# Task
Please copy every line from the following entries in which the word "below" appears.

►

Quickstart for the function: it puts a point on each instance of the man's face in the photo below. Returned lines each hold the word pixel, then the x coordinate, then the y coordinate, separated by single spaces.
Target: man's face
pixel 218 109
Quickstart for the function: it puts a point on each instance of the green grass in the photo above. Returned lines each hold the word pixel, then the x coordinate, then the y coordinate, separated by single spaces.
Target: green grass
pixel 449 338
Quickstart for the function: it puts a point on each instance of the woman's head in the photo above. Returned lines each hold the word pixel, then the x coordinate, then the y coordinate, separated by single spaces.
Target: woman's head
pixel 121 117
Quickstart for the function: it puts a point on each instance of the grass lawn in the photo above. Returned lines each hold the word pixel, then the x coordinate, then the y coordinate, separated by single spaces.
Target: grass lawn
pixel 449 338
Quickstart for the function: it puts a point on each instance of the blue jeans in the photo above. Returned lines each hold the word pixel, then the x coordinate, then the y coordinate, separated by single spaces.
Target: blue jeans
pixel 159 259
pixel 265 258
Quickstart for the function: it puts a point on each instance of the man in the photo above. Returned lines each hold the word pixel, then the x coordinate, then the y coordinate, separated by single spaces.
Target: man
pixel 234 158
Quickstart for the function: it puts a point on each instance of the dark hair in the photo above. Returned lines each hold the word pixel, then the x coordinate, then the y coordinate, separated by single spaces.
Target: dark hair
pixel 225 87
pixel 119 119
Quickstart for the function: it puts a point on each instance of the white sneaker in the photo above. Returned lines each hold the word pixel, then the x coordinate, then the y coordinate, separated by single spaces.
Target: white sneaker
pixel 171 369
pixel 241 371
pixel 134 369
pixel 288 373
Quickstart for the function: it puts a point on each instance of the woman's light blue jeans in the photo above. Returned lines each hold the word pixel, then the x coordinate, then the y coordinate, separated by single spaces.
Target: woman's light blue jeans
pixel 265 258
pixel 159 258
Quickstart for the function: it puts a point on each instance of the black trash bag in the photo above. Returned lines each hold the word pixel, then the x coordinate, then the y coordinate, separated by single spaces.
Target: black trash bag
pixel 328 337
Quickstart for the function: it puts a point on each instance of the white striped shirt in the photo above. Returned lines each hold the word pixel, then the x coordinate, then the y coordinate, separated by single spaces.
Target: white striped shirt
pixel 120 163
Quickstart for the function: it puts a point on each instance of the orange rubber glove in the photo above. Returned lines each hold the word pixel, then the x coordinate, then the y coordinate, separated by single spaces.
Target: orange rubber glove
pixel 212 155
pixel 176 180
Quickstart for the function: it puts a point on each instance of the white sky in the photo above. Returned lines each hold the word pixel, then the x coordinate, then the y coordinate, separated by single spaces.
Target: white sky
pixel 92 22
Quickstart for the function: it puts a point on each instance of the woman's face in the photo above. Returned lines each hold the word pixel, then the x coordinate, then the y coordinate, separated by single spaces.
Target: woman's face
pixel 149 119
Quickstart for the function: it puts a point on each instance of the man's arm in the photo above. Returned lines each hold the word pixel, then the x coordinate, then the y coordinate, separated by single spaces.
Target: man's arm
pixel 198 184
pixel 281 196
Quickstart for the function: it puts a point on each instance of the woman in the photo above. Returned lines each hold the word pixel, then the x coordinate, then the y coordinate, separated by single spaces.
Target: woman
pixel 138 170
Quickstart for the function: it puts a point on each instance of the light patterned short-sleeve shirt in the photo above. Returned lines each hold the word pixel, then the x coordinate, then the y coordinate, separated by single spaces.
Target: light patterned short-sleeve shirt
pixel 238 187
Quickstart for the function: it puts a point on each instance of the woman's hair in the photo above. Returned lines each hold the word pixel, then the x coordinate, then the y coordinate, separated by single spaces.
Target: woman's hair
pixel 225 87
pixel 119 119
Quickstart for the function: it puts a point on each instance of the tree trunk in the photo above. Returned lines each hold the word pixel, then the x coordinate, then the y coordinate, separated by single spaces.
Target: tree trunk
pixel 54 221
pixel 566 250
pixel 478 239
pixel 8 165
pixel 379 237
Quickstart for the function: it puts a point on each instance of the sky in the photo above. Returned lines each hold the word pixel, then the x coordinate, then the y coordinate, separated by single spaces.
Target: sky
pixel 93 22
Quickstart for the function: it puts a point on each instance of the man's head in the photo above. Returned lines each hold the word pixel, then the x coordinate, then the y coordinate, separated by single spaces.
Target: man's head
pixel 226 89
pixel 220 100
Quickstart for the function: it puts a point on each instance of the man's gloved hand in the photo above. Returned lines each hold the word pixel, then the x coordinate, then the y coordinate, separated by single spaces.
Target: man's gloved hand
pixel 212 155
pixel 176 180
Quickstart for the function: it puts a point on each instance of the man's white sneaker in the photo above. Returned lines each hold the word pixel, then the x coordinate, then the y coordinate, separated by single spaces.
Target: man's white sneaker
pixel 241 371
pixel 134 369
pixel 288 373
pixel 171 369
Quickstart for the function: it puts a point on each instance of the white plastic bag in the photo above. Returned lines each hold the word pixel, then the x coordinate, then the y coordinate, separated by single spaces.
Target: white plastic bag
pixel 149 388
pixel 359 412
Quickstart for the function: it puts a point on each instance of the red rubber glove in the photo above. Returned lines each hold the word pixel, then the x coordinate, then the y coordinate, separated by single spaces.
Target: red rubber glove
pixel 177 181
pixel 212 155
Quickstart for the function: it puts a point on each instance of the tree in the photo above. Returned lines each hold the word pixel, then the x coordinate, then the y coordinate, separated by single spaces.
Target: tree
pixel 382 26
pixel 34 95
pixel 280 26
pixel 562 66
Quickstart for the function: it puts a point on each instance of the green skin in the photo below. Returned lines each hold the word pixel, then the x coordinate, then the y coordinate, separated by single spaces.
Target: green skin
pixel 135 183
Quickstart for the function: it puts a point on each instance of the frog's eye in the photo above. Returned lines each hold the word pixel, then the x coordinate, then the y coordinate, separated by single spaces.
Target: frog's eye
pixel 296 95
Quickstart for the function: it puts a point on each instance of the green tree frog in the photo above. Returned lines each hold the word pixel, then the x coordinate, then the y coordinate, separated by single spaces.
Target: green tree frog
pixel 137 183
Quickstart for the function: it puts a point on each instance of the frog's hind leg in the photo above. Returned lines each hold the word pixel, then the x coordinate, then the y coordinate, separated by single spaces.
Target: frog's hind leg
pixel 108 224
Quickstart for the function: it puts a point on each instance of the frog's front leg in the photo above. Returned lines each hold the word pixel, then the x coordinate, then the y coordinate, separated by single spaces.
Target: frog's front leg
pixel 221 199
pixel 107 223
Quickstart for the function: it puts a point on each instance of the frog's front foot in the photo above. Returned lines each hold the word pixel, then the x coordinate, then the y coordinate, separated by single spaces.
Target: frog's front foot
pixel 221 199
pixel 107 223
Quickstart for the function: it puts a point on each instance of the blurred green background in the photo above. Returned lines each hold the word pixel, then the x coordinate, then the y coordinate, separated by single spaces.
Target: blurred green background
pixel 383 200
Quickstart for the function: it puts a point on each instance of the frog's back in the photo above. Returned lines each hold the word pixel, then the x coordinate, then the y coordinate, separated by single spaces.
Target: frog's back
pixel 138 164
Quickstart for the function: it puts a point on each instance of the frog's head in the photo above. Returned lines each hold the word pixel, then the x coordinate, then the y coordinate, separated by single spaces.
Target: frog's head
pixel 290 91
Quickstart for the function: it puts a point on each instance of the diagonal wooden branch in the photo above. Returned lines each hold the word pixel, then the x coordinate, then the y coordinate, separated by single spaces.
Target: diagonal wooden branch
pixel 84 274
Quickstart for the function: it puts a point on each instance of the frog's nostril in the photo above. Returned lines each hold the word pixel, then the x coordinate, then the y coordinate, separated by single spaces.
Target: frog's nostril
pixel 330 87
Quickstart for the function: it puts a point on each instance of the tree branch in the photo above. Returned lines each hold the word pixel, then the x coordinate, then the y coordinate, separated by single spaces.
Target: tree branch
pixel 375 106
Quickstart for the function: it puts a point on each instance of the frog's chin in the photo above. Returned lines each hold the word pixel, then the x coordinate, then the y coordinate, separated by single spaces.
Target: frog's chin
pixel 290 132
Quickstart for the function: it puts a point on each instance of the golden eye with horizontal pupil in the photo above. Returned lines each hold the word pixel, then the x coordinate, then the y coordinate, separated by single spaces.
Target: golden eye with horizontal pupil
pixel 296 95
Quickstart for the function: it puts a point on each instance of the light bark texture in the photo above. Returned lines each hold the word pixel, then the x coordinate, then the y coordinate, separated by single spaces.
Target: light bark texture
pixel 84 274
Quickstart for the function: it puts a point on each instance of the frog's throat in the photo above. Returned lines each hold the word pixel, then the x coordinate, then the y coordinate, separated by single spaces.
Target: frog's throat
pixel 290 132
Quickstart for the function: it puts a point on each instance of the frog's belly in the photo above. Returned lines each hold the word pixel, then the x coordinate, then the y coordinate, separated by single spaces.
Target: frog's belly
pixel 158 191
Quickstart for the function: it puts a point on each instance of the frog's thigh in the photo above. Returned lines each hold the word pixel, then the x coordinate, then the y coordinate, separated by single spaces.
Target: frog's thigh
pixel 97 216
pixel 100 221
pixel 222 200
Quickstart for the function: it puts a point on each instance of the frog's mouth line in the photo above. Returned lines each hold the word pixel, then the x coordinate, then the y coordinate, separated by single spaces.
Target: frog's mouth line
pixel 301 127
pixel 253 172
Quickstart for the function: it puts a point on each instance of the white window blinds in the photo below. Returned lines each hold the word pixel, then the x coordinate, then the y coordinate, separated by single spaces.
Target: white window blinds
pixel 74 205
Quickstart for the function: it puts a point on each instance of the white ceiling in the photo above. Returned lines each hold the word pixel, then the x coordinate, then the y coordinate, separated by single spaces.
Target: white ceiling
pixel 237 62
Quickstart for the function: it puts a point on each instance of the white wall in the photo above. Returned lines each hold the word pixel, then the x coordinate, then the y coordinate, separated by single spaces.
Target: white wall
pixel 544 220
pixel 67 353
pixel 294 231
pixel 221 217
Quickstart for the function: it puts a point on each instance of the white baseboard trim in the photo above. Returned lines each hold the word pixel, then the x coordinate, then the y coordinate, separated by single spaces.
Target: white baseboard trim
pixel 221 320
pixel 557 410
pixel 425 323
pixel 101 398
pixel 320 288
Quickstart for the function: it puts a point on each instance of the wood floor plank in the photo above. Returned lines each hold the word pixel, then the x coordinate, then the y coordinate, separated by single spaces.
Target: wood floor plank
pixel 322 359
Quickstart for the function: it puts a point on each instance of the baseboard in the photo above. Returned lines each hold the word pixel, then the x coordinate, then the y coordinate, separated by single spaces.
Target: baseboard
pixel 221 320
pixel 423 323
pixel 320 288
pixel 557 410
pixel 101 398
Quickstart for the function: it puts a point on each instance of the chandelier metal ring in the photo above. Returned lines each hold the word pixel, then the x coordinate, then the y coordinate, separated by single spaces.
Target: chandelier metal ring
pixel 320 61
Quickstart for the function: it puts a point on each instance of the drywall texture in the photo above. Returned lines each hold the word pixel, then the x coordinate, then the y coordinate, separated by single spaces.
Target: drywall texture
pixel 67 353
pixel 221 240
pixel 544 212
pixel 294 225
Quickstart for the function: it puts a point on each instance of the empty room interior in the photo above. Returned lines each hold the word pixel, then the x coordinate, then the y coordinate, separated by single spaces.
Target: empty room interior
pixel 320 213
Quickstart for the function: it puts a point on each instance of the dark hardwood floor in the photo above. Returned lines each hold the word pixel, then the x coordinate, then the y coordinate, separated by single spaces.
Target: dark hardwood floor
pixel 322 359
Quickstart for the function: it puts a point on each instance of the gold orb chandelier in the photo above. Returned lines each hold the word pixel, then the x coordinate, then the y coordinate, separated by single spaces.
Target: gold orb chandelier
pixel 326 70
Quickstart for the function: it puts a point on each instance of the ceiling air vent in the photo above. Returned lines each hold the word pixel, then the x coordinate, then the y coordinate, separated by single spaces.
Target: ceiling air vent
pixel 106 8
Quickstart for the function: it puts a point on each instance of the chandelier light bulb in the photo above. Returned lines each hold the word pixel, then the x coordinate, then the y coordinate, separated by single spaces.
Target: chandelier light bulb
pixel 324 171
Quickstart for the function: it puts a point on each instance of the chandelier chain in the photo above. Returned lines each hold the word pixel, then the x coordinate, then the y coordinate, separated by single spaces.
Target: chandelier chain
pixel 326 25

◄

# Your solution
Quickstart for the function: it puts a point on each instance of the man's face in the photo below. Returned lines each hold the word pixel, then the x coordinate, then the y coordinate, separated by single spaces.
Quickstart for the function: it puts a point on each instance of the green skin in the photo below. Returned lines each hold the word pixel, then the x coordinate, then the y coordinate, separated by single spaces.
Quickstart for the function: it puts a point on each instance of the white window blinds in the photo below. Returned lines each hold the word pixel, then the x coordinate, then the y coordinate, separated by single spaces.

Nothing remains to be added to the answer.